SUPPLIED INFORMATION =>
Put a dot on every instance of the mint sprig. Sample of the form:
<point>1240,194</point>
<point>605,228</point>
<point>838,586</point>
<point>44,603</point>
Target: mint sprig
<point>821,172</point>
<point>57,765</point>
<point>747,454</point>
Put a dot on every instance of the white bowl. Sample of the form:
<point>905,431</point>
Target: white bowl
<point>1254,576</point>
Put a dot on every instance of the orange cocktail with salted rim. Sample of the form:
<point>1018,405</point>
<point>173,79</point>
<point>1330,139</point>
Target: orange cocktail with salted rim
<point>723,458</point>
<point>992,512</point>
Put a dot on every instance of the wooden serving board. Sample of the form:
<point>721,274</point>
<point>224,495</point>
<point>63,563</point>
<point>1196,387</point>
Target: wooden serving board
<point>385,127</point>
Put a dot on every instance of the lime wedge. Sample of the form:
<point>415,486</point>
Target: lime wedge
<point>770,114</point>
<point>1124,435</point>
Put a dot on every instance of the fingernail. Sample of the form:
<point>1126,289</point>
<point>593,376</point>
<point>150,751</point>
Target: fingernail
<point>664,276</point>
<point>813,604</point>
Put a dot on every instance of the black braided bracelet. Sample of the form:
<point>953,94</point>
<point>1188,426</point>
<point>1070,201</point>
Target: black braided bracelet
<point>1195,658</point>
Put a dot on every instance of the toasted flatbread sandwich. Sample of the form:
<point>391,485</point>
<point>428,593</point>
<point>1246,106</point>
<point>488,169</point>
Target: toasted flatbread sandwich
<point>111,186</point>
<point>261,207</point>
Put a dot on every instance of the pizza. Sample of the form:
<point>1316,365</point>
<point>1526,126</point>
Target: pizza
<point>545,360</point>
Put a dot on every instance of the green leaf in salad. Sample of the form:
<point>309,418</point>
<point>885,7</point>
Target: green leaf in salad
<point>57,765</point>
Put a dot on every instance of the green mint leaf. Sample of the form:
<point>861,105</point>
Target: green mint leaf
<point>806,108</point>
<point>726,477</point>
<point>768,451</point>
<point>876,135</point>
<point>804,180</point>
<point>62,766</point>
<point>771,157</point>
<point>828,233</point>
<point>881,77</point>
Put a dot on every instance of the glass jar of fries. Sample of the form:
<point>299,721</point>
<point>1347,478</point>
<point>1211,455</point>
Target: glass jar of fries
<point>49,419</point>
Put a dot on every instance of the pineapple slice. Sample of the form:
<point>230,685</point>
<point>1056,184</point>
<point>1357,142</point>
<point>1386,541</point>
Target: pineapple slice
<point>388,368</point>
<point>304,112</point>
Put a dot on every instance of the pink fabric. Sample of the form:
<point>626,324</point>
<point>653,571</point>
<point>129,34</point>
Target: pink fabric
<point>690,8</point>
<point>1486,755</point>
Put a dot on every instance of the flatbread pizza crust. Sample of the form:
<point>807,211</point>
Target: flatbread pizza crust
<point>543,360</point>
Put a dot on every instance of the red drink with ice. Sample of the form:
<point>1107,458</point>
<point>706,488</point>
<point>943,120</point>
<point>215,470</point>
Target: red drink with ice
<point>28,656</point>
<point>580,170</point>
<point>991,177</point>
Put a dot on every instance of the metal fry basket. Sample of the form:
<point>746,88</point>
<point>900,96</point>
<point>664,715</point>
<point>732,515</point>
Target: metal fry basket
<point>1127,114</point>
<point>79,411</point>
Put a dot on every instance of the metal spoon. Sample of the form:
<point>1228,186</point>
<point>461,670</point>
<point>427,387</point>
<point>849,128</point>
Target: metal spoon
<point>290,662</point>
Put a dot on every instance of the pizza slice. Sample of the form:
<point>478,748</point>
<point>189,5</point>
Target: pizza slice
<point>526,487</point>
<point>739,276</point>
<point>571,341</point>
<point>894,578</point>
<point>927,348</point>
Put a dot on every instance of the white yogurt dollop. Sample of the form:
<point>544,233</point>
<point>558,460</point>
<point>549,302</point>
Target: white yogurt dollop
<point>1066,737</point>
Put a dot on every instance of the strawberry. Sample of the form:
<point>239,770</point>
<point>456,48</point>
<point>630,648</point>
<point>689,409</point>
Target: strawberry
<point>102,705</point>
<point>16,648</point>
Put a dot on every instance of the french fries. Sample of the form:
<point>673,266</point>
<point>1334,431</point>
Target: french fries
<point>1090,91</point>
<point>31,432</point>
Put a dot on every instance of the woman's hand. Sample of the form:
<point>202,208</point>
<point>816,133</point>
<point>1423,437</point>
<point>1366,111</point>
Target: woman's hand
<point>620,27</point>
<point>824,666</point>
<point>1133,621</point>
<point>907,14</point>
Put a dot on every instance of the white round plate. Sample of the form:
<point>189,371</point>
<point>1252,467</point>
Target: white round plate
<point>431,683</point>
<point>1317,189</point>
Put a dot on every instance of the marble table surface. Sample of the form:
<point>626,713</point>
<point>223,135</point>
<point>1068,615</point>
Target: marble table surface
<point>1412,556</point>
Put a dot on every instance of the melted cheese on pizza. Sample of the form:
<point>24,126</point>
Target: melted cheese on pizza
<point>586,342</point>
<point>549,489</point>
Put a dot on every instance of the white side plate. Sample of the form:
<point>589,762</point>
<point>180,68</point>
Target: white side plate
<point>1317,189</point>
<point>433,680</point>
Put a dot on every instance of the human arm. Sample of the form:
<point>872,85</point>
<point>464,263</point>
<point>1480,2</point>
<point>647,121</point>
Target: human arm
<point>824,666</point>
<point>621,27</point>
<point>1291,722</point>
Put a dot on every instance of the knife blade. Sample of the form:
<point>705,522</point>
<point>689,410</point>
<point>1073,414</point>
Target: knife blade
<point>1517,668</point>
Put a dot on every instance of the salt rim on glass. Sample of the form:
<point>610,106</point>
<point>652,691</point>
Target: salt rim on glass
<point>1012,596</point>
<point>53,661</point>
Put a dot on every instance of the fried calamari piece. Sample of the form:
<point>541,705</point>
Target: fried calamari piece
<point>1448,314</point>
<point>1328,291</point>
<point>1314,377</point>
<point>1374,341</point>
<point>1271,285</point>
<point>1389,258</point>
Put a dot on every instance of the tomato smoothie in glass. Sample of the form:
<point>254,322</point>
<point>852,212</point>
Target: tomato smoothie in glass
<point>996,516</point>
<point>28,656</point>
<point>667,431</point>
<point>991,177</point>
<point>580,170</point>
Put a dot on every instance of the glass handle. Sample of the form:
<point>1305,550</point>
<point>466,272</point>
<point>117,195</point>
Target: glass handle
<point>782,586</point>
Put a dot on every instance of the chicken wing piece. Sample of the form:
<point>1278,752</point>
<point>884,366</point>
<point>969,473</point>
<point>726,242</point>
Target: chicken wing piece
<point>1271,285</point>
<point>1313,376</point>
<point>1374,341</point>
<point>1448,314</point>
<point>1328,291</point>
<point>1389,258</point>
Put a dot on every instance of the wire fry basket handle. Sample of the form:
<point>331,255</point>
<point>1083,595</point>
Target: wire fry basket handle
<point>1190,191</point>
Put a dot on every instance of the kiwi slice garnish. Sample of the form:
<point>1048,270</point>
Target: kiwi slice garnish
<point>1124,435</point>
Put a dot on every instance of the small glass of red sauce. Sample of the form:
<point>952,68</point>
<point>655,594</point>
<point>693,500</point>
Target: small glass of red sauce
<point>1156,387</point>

STATED TASK =>
Shift the answer coordinates in the items, starting with the line with "Put a dot on every instance of the lime" and going on through the line with "<point>49,419</point>". Give all those lines again, requests included, with 146 added to each number in every answer coordinate, and leave the request lines and their sample coordinates unchanged.

RESULT BELOW =>
Put a dot on every instance of the lime wedge. Sample of the form:
<point>415,486</point>
Target: lime wedge
<point>916,260</point>
<point>1270,581</point>
Put a dot on every instance of the fingernail. Sample of the form:
<point>1126,289</point>
<point>593,376</point>
<point>150,751</point>
Target: fingernail
<point>810,422</point>
<point>959,750</point>
Put a dot on every instance of the black braided bracelet. Sample of the form:
<point>953,94</point>
<point>1188,426</point>
<point>1070,201</point>
Target: black braided bracelet
<point>1341,804</point>
Put a dot on every instance of the toasted flatbread sandwich. Sample of the form:
<point>391,485</point>
<point>428,593</point>
<point>1246,106</point>
<point>488,169</point>
Target: toasted flatbread sandwich
<point>257,332</point>
<point>407,353</point>
Put a dot on every instance of the pizza. Sample of the form:
<point>1316,365</point>
<point>1526,126</point>
Target: pizza
<point>691,506</point>
Put a dot on every instance of the green leaf in salad. Sample of the form:
<point>309,418</point>
<point>885,7</point>
Target: green leaf in salad
<point>203,911</point>
Put a dot on every instance of the green mint leaf. Sample of the form:
<point>861,105</point>
Target: green mint leaf
<point>952,254</point>
<point>872,623</point>
<point>914,597</point>
<point>1022,281</point>
<point>950,326</point>
<point>208,912</point>
<point>917,303</point>
<point>974,379</point>
<point>1027,223</point>
Put a dot on every instance of the glass jar of fries. Sample of the form:
<point>299,721</point>
<point>1347,478</point>
<point>1211,455</point>
Target: glass jar of fries
<point>195,565</point>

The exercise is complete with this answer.